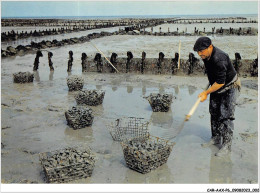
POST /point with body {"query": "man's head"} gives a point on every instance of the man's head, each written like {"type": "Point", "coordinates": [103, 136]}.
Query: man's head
{"type": "Point", "coordinates": [203, 47]}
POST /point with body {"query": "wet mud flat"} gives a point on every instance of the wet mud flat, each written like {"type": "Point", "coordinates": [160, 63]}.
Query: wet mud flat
{"type": "Point", "coordinates": [33, 122]}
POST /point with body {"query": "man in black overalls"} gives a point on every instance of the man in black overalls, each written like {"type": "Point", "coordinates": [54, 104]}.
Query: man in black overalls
{"type": "Point", "coordinates": [223, 91]}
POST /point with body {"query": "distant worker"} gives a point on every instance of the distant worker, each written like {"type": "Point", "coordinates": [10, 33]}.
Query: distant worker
{"type": "Point", "coordinates": [84, 62]}
{"type": "Point", "coordinates": [159, 62]}
{"type": "Point", "coordinates": [114, 62]}
{"type": "Point", "coordinates": [128, 60]}
{"type": "Point", "coordinates": [50, 54]}
{"type": "Point", "coordinates": [70, 61]}
{"type": "Point", "coordinates": [143, 62]}
{"type": "Point", "coordinates": [223, 92]}
{"type": "Point", "coordinates": [237, 63]}
{"type": "Point", "coordinates": [175, 63]}
{"type": "Point", "coordinates": [99, 62]}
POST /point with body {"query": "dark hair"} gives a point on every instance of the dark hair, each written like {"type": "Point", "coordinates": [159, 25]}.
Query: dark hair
{"type": "Point", "coordinates": [143, 54]}
{"type": "Point", "coordinates": [50, 54]}
{"type": "Point", "coordinates": [97, 57]}
{"type": "Point", "coordinates": [83, 56]}
{"type": "Point", "coordinates": [201, 44]}
{"type": "Point", "coordinates": [161, 54]}
{"type": "Point", "coordinates": [39, 53]}
{"type": "Point", "coordinates": [237, 56]}
{"type": "Point", "coordinates": [130, 54]}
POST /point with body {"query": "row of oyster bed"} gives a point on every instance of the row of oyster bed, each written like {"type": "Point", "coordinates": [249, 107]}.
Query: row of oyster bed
{"type": "Point", "coordinates": [141, 154]}
{"type": "Point", "coordinates": [71, 163]}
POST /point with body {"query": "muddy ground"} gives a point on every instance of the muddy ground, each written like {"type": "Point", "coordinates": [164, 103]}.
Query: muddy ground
{"type": "Point", "coordinates": [33, 121]}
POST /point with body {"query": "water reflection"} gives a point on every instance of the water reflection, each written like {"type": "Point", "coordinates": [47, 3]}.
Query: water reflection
{"type": "Point", "coordinates": [191, 89]}
{"type": "Point", "coordinates": [161, 175]}
{"type": "Point", "coordinates": [129, 89]}
{"type": "Point", "coordinates": [69, 73]}
{"type": "Point", "coordinates": [220, 168]}
{"type": "Point", "coordinates": [177, 89]}
{"type": "Point", "coordinates": [98, 87]}
{"type": "Point", "coordinates": [114, 88]}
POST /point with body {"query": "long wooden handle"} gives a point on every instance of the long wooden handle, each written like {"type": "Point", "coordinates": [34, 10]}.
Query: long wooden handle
{"type": "Point", "coordinates": [179, 60]}
{"type": "Point", "coordinates": [105, 57]}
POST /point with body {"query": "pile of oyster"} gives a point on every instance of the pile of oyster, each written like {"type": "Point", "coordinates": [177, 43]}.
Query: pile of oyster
{"type": "Point", "coordinates": [23, 77]}
{"type": "Point", "coordinates": [79, 117]}
{"type": "Point", "coordinates": [128, 128]}
{"type": "Point", "coordinates": [144, 155]}
{"type": "Point", "coordinates": [90, 97]}
{"type": "Point", "coordinates": [67, 164]}
{"type": "Point", "coordinates": [160, 102]}
{"type": "Point", "coordinates": [75, 82]}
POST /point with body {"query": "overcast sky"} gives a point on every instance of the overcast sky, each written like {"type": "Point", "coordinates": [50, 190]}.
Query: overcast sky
{"type": "Point", "coordinates": [124, 8]}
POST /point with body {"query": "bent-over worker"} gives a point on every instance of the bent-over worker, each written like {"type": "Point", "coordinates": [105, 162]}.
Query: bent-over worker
{"type": "Point", "coordinates": [223, 90]}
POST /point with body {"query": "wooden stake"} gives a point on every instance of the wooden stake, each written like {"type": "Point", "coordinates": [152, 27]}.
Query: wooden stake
{"type": "Point", "coordinates": [105, 57]}
{"type": "Point", "coordinates": [179, 54]}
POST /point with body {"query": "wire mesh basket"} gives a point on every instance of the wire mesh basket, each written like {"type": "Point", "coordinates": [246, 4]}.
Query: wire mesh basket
{"type": "Point", "coordinates": [90, 97]}
{"type": "Point", "coordinates": [79, 117]}
{"type": "Point", "coordinates": [144, 155]}
{"type": "Point", "coordinates": [67, 164]}
{"type": "Point", "coordinates": [128, 128]}
{"type": "Point", "coordinates": [160, 102]}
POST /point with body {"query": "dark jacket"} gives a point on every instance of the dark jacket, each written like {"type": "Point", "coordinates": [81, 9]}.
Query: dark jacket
{"type": "Point", "coordinates": [219, 67]}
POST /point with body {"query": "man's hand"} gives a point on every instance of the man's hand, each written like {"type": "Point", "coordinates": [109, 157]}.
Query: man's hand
{"type": "Point", "coordinates": [203, 96]}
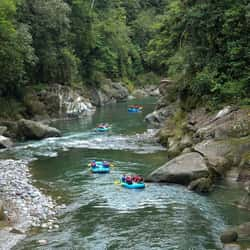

*DIRECTIONS:*
Locate every line above that contains the string "water", and copy each one.

*TASK RESULT:*
POST /point with body {"query": "water reflection"} gives a point on every instance of the water reflection, each written like {"type": "Point", "coordinates": [47, 3]}.
Query: water reflection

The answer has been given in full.